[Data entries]
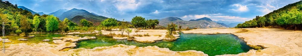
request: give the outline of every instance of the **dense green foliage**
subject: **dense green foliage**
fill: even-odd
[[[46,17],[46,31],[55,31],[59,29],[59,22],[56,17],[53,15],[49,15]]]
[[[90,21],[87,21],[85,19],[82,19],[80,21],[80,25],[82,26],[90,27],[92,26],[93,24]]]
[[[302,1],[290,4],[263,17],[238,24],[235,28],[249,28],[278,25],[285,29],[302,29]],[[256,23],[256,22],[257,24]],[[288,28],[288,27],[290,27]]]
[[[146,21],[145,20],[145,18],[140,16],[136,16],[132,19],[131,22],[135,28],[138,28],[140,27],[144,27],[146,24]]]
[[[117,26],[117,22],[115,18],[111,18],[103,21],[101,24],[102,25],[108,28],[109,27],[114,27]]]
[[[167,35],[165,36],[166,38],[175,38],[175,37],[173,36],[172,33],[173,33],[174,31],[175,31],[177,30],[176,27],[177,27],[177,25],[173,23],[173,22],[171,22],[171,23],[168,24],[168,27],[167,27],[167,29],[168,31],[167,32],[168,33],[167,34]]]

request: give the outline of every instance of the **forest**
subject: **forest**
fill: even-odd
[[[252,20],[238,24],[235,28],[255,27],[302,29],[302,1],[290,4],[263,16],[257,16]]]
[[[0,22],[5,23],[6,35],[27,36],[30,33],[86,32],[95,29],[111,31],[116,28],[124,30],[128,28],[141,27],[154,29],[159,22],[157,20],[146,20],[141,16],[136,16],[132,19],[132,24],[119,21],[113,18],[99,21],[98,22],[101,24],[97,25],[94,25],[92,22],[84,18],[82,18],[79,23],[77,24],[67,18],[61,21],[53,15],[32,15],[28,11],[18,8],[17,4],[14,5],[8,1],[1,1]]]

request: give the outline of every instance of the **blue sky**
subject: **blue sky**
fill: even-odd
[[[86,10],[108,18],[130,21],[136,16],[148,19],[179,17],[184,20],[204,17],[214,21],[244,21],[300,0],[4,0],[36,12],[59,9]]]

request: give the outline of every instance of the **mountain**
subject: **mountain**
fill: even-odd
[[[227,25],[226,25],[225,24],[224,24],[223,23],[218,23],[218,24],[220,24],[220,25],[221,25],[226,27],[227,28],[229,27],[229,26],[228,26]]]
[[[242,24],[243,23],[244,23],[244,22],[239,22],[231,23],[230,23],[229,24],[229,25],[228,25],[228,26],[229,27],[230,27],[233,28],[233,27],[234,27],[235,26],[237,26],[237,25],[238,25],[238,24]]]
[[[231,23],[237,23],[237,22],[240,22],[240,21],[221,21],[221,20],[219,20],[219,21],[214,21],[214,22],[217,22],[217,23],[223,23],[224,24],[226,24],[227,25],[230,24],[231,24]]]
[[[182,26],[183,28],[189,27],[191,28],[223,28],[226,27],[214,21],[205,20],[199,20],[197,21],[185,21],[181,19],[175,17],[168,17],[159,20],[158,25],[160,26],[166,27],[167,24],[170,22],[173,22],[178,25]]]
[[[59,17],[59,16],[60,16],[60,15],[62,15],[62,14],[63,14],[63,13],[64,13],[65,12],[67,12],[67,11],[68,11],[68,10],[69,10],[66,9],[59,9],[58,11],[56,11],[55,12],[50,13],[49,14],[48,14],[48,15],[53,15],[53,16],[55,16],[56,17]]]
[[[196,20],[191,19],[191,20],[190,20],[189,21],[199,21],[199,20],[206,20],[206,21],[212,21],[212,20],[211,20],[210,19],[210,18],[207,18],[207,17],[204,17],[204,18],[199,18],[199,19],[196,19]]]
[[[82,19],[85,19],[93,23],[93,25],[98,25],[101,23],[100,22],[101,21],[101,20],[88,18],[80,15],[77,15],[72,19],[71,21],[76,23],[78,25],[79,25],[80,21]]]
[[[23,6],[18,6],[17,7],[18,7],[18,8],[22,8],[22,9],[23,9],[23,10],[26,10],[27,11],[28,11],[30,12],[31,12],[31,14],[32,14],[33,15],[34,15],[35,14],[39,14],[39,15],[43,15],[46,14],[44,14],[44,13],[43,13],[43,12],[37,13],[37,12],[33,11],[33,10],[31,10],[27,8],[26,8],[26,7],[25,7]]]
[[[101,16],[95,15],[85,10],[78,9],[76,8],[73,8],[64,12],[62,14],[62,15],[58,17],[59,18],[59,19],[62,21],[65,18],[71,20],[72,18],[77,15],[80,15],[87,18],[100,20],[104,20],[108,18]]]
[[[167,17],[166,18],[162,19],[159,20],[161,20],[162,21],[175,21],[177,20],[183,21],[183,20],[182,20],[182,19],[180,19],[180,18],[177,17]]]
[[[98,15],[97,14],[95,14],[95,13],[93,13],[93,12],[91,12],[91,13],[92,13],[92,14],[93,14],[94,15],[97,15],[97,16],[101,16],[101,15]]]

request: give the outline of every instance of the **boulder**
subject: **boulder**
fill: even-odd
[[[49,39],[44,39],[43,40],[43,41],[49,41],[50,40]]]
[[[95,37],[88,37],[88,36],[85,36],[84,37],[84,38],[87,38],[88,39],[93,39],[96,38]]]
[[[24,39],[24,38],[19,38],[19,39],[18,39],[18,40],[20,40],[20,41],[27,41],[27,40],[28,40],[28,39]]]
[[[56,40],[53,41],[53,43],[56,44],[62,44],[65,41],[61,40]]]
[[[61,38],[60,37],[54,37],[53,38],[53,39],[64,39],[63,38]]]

==

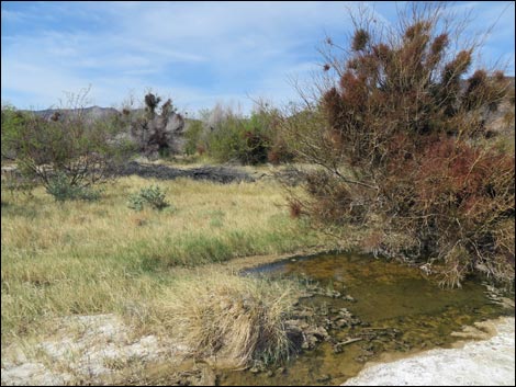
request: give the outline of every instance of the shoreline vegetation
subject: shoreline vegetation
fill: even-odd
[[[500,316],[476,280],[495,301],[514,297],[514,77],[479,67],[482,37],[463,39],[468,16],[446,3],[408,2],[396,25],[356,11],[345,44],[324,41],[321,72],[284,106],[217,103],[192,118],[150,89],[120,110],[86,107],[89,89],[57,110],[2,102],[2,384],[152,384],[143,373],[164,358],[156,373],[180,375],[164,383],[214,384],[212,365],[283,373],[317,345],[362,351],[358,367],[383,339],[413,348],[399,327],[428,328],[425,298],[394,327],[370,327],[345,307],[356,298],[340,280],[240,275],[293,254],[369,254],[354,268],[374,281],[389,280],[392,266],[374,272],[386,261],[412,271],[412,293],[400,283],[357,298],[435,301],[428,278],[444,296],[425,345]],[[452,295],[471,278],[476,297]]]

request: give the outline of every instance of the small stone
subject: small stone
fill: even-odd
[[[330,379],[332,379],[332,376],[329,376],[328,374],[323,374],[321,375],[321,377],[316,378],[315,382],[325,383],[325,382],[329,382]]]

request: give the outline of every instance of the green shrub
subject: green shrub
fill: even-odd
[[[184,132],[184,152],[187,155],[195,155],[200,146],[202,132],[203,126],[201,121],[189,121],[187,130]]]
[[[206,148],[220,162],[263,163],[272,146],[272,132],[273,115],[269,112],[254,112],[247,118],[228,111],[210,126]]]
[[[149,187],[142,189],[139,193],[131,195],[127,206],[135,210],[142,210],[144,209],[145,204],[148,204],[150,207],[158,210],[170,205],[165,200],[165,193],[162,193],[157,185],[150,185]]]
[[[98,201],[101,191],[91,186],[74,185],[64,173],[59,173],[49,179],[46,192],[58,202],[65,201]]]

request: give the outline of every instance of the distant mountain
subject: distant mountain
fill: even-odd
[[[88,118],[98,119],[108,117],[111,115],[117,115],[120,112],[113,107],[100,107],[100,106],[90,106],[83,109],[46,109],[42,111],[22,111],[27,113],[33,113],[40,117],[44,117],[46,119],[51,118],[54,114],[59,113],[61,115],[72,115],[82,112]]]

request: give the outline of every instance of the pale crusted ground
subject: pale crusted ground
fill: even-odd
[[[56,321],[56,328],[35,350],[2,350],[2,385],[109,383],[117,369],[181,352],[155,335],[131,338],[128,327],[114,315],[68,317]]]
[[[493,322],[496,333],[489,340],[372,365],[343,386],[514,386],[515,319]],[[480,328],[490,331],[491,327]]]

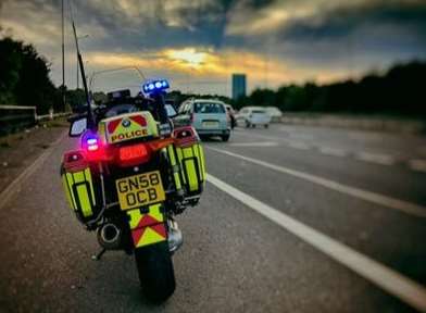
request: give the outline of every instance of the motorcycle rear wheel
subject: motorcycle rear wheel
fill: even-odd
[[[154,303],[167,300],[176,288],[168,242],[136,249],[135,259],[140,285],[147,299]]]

==

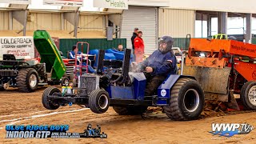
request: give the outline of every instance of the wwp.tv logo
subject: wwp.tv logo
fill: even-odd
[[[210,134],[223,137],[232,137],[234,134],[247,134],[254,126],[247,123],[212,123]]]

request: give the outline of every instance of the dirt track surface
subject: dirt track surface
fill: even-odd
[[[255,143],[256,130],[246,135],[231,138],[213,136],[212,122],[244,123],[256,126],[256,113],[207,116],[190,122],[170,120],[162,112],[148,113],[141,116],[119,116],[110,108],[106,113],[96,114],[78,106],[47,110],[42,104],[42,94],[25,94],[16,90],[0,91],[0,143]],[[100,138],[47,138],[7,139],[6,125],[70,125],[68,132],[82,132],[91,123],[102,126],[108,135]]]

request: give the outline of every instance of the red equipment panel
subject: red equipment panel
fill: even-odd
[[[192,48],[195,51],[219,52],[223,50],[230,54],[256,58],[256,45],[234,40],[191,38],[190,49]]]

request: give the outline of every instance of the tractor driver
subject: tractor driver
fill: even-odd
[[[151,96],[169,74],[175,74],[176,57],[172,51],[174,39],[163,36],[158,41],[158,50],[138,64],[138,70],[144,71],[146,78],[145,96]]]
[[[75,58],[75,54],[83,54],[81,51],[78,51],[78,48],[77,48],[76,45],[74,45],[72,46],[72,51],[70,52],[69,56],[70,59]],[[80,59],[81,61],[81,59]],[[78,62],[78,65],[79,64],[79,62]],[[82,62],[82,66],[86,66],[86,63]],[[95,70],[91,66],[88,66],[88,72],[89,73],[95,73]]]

- _PROBLEM DESCRIPTION_: Can you render the items from the line with "request: give the outline of every instance of the **boulder**" up to and including the line with "[[[56,40],[53,41],[53,43],[56,44],[62,44],[65,41],[61,40]]]" as a two-column CSV headed "text" and "answer"? Use one row per item, put each value in a single quoted field, and replace line breaks with spaces.

- _EXERCISE SOLUTION_:
text,answer
"request: give the outline of every instance of the **boulder** subject: **boulder** fill: even-odd","[[[49,39],[44,39],[43,40],[43,41],[49,41],[50,40]]] [[[95,37],[88,37],[88,36],[85,36],[84,37],[84,38],[87,38],[88,39],[93,39],[96,38]]] [[[24,39],[24,38],[19,38],[19,39],[18,39],[18,40],[20,40],[20,41],[27,41],[27,40],[28,40],[28,39]]] [[[56,40],[53,41],[53,43],[56,44],[62,44],[65,41],[61,40]]]"